This study used immunohistochemistry to study the correlations between FoxM1 and various clinicopathological parameters in ESCC patients. Our data show that cytoplasmic FoxM1 is associated with pathological disease stage. This is consistent with the report by Liu et al. [10], which demonstrated that the expression of FoxM1 was higher in patients with high-grade glioma. Another study conducted by Chan et al. [27] also reported that a higher FoxM1 level was significantly associated with advanced-stage cervical cancer. All of the above findings supported a hypothesis that cytoplasmic FoxM1 might play a role in the progression of ESCC.

Expression of nuclear FoxM1 significantly correlates with the age of ESCC patients, i.e., patients with nuclear FoxM1 are younger than those without nuclear FoxM1. Ly et al. [28] previously compared the expression levels of various genes in fibroblasts from healthy individuals of different ages (young, middle age, and old age) and from patients with Hutchinson-Gilford progeria, which is a rare genetic disease accompanied by accelerated aging. Among the different genes, FoxM1 was always downregulated in middle-aged, old-aged, and diseased when compared to young individuals [28]. Nuclear FoxM1 is an active form and regulates the expression of proliferation-related genes like cyclins [6, 7, 29, 30], which are crucial to the cell cycle. It is thus reasonable to find the expression of nuclear FoxM1 in younger ESCC patients since they are likely to have a higher rate of cell proliferation compared to the older patients.

We have found a tendency for patients with a smoking habit to have no expression of nuclear FoxM1. Previous studies have demonstrated that the salivary level of epidermal growth factor (EGF) was 32% lower in smokers than in nonsmokers [31, 32]. In addition, phosphorylation of EGF receptor in the buccal cavity was impaired in smokers as well [32]. Since the EGF receptor is involved in the mitogen-activated protein kinase (MAPK) pathway [33], this in turn activates FoxM1 [34]. Therefore, smoking-induced reduced salivary EGF level and deficiency in EGF receptor phosphorylation likely inhibit the activation of FoxM1 in esophageal epithelial cells of ESCC patients who smoke. This might finally translate into a significant association between smoking and the absence of nuclear FoxM1 in ESCC patients.

HKESC-3 cells have the highest mRNA level but lowest protein level of FoxM1 when compared to the other studied ESCC cell lines. This could be the result of the presence of post-translation modifications in the FoxM1 gene in ESCC. A review from Calnan and Brunet [35] stated the presence of a wide range of post-translation modifications such as phosphorylation, acetylation, and ubiquitination in the FoxO gene, which is also a member of the Forkhead transcription factor as is FoxM1. Thus, it is possible that a similar post-translation modification would occur in other members of the Forkhead transcription factor family like FoxM1.

In summary, we have shown that a low cytoplasmic FoxM1 level is correlated with early-stage ESCC and that nuclear FoxM1 expression was found in young ESCC patients. Therefore, FoxM1 is a potential biomarker for late-stage ESCC.

▸ Study material:
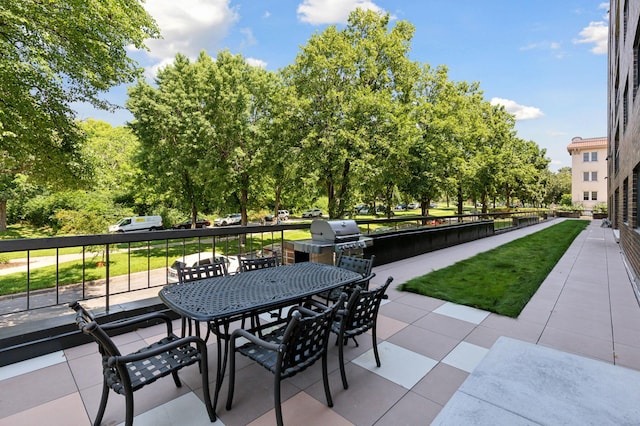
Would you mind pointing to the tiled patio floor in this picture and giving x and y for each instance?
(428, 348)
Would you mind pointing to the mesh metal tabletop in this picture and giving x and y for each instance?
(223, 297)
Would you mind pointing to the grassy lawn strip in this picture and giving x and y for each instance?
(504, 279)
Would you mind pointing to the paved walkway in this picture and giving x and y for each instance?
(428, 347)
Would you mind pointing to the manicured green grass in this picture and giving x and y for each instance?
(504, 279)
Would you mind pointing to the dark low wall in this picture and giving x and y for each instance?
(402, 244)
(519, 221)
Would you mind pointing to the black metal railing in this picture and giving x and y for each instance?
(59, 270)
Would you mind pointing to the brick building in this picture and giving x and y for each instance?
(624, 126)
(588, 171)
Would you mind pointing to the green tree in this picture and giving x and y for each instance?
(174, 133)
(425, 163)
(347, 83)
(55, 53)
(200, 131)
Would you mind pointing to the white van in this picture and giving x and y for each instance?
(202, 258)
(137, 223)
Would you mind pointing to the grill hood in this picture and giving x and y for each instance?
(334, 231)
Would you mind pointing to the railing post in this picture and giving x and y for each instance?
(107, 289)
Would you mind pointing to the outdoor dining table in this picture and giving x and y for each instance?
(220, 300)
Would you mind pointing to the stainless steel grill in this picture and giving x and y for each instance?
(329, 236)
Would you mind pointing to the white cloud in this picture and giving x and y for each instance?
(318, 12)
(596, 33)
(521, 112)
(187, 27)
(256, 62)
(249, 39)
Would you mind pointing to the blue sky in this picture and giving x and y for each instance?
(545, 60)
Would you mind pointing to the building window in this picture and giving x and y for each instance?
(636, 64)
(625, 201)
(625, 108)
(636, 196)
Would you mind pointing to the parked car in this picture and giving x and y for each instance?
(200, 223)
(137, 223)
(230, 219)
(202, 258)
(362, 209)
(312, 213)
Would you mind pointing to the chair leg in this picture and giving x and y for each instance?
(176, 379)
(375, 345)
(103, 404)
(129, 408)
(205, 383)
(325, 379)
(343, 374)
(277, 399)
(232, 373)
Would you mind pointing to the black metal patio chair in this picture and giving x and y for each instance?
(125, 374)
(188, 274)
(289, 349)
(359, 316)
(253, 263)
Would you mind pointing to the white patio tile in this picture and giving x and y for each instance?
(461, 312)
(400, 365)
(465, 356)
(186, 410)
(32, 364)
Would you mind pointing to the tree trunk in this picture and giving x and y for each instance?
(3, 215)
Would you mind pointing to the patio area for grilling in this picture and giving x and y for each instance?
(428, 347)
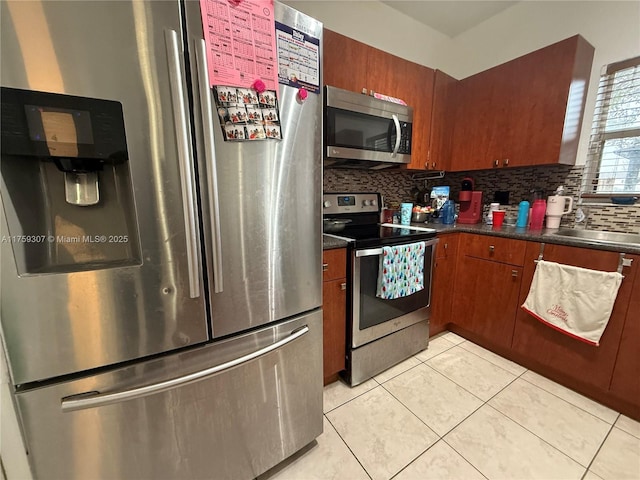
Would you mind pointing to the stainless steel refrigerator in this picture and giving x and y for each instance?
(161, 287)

▸ Brief:
In the FoxM1 text, which ESCC cell line has the highest mRNA level but the lowest protein level of FoxM1 among the cell lines studied?

▸ Answer for the task:
HKESC-3